[Excerpt — start]

The chairman of the National Handicraft Council for Denpasar, Selly Mantra Dharmawijaya, admitted that it is difficult to invigorate the textile sector due to the lack of weavers. According to her data, there are only 17 textile weaving centers still in operation in Denpasar as compared to some 200-textile centers in operation in 1980.


Dogged Determination to Control Rabies
Bali Sterilizing Street Dogs to Control Canine Population and Eliminate Rabies

The Livestock and Animal Health Service for Bali is targeting to sterilize 4,500 female dogs in Bali as one step to control the island’s canine populations and control the spread of rabies.

Beritabali.com quotes the head of the Livestock and Animal Health Service, Putu Sumantara, who said in Sanur, Bali on March 27, 2012, that sterilization will be accomplished through hormone injections that inhibit ovulation. He said the step is important due to the tendency in Bali to abandon unwanted female dogs on local streets where they are left to fend for themselves.

Sumantra said the third-phase of the sterilization by injection program would take place over the coming three months. Earlier the first two phases of the program were performed on about 70 percent of Bali’s dog population.

Bali’s canine population is estimated at 300,000 animals.


Knocking Knees
While Minister of Religion Wants Indonesian Women to Cover their Knees, Suryadharma Ali Acknowledges That Bali and Papua Dance to a Different Drummer

It appears that Bali may be spared from Indonesia’s growing fixation on regulating morality via loosely structured anti-pornography legislation.

The Bali Post quotes Indonesia’s Minister of Religion, Suryadharma Ali, who is pushing the criminalization of wearing of skirts above the knee, as insisting that the provinces of Bali and Papua would be exempted from the criteria now being formulated by a national committee attempting to determine exactly what constitutes pornography.

Speaking in Jakarta at the House of Representatives (DPR) on Wednesday, March 28, 2012, Suryadharma said: “This is something special for Bali and Papua. This is because their cultures are ‘like that.’”

Despite these exceptions, the government intends to push ahead in the formulating  general criteria on what constitutes pornography by setting nation-wide pornographic benchmarks.

The Minister told the press he is convinced that universal standards do exists on what constitutes pornography. “I am of the opinion that there must be a general criteria. For instance, woman must wear skirts (extending) below the knee,” added Suryadharma.

The Minister bemoaned that no general standard on what can be considered pornography exists in Indonesia. The Minister, who is also chairman of the Islamist United Development Party (PPP), said that the “aura” of a local population must be considered in setting pornographic standards. He cites how the bustier (kemben) and traditional blouses (kebaya) worn by Balinese women are not seen as pornographic by the local population.

[Excerpt — finish]
[Material provided — start]

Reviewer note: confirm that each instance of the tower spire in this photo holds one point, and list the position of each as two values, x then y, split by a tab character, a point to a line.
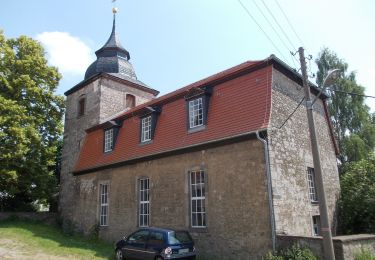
112	57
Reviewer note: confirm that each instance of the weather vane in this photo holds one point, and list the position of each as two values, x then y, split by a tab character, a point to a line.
114	9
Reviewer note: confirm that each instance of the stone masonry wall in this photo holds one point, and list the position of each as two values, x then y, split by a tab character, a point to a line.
238	223
290	155
104	98
113	97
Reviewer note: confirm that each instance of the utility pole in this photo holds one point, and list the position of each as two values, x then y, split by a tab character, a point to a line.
324	219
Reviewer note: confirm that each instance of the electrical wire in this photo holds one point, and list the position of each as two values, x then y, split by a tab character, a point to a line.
351	93
290	24
299	104
260	27
278	24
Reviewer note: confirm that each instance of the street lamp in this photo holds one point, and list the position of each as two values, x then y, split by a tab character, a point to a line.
329	253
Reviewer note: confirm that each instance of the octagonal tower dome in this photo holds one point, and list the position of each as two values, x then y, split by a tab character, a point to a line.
112	57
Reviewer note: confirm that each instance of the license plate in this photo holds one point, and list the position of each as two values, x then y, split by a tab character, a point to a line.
183	251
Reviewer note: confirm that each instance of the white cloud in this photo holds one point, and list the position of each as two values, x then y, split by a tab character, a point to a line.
70	54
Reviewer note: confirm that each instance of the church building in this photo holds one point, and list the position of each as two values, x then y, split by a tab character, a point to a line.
220	157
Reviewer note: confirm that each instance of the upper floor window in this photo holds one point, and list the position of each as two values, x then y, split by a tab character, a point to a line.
146	129
104	205
198	199
197	100
144	202
316	225
311	183
81	106
130	101
108	140
148	120
196	112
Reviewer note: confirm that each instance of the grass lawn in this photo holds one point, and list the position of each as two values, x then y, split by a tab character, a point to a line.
21	239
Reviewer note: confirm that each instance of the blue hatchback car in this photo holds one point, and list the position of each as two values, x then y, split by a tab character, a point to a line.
156	244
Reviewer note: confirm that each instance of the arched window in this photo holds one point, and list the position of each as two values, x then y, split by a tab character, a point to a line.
130	101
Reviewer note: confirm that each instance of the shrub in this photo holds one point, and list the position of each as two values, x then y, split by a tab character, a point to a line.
364	254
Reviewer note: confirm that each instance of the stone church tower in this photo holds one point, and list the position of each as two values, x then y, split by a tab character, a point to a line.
110	87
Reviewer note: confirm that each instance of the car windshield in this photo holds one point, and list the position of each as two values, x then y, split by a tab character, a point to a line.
179	237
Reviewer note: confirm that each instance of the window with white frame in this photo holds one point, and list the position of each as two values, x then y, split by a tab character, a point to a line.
316	225
104	205
146	129
311	182
198	199
108	140
144	202
196	112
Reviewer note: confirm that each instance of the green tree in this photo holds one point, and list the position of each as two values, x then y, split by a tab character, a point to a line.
358	197
353	124
30	124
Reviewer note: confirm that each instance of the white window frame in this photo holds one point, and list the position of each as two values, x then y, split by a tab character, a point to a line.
146	128
196	112
108	140
144	202
104	204
311	183
316	225
198	197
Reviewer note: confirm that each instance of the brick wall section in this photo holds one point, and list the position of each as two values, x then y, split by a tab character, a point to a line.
290	155
101	95
236	199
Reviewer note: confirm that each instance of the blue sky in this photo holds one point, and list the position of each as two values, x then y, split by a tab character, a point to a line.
176	42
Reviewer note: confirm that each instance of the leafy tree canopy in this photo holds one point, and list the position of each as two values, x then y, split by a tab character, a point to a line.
358	197
30	124
352	121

[Material provided — finish]

> _Required work_:
A - Rewrite the paragraph of the Bali news excerpt that begins "The Minister bemoaned" as a bulleted list, keeping its main facts.
B - Quote the stretch of the Bali news excerpt from "Dogged Determination to" through "spread of rabies.".

> _Exercise responses_:
A -
- The Minister complained that Indonesia has no general standard for what can be considered pornography.
- He is also chairman of the Islamist United Development Party (PPP).
- He said that the "aura" of a local population must be considered in setting pornographic standards.
- As an example, the local population does not see the bustier (kemben) and traditional blouses (kebaya) worn by Balinese women as pornographic.

B -
Dogged Determination to Control Rabies
Bali Sterilizing Street Dogs to Control Canine Population and Eliminate Rabies

The Livestock and Animal Health Service for Bali is targeting to sterilize 4,500 female dogs in Bali as one step to control the island’s canine populations and control the spread of rabies.